▶ Отрывок
============

# О натуропатии



## maximillian (3 Фев 2012)

*О натуропатии и Как я лечил эфиопа от мигрени*

расскажу в кратце как это было.знакомый эфиоп да да самый настоящий,зная что я изучал натуропатию спросил-что бы я посоветовал ему.жаловался на частые мигрени и повышенное артериальное.ну я окинул его взглядом и что мне пришло в голову.1-эфиопы пьют много пива и добавляют много специй в еду.вспомнил как сам пробовал на себе разные препараты из магазина тэва и меня осенило надо ему посоветовать никузит-сбор трав для ленивых.расфасован в пакетики и заваривается как чай.

*Никузит. Сбор трав, очищaющий организм от ядов и шлаков.*
Активные компонеиты: Крапива, отростки пшеницы, кожура цитрона (этрог), шалфей мускатный, зеленый чай, корень одуванчика, бессмертник, кукурузные рыльца, анютины глазки (фиалка), мята.нужно только придерживаться схемы по возрастающей.и что вы думаете?эфиоп таки и избавился от мигрени и с давлением всё тип топ-не знаю на долго ли......ну это уже как я говорю ваше тело ваше дело


*moderator:* Убедительная просьба ставить заглавные буквы в начале предложения, пробелы после знаков препинания. Соблюдайте Правила форума по созданию сообщений, в противном случае, они будут удаляться.


----------



## maximillian (4 Фев 2012)

Доктор Ступин написал(а):


> И расскажите нам, чем лечат натуропаты в Израиле и лицензируется ли это?
> И как учат, и кого и просим подробности. Очень интересно, правда.

============

▶ Задание
Перепишите часть отрывка о натуропатии, которая начинается со слов «## maximillian (3» и заканчивается словами «заваривается как чай.», заменив «пива» на «кваса».

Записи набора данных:
============

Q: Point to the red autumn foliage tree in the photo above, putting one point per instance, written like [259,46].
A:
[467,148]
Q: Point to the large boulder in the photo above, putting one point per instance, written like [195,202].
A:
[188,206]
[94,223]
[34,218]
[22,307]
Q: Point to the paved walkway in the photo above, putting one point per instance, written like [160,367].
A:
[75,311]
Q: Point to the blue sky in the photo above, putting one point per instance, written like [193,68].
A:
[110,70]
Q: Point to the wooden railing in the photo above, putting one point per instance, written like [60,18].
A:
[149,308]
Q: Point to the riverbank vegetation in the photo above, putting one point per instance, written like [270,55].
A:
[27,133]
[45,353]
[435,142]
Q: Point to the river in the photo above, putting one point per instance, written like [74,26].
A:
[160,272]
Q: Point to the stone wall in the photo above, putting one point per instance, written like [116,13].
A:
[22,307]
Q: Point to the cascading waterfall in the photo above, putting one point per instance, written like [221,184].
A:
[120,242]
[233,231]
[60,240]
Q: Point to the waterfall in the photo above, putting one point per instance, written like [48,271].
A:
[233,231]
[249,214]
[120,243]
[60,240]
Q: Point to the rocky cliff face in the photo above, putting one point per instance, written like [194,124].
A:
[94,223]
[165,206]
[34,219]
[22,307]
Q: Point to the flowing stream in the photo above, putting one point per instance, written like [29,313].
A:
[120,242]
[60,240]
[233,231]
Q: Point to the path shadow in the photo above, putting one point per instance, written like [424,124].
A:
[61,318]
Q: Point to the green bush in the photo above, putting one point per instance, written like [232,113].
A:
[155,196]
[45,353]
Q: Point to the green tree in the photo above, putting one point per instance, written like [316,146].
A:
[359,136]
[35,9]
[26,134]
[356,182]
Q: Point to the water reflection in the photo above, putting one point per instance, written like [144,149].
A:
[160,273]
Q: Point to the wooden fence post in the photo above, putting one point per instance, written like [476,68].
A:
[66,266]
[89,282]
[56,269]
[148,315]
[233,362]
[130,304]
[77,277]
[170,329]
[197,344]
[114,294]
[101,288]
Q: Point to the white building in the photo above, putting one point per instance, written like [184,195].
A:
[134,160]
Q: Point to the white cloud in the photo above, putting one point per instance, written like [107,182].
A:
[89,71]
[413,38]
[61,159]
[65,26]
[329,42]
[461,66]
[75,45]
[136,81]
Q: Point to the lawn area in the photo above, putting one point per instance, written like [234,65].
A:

============

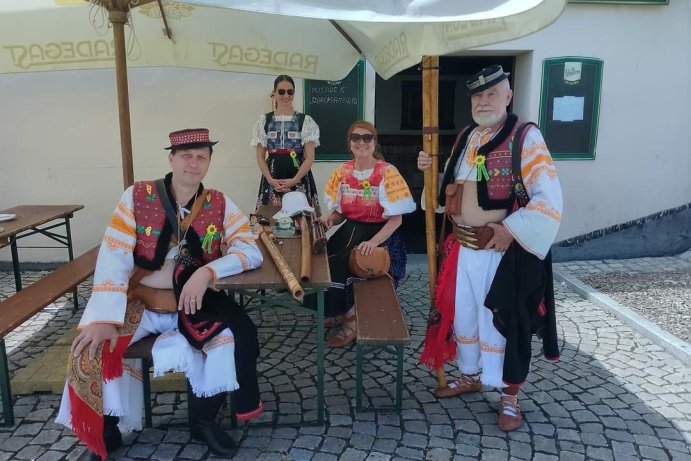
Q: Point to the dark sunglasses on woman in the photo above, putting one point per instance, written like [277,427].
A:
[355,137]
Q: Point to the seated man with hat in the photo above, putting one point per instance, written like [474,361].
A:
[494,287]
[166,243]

============

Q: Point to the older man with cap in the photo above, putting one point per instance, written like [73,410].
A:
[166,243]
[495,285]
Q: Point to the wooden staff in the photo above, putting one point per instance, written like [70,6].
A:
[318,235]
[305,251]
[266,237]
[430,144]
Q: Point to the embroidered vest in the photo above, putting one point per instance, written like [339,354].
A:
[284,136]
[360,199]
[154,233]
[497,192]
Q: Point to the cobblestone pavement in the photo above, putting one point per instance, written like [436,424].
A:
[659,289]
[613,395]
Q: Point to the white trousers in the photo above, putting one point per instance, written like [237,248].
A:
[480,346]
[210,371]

============

▶ Ответ к заданию
## maximillian (3 Фев 2012)

*О натуропатии и Как я лечил эфиопа от мигрени*

расскажу в кратце как это было.знакомый эфиоп да да самый настоящий,зная что я изучал натуропатию спросил-что бы я посоветовал ему.жаловался на частые мигрени и повышенное артериальное.ну я окинул его взглядом и что мне пришло в голову.1-эфиопы пьют много кваса и добавляют много специй в еду.вспомнил как сам пробовал на себе разные препараты из магазина тэва и меня осенило надо ему посоветовать никузит-сбор трав для ленивых.расфасован в пакетики и заваривается как чай.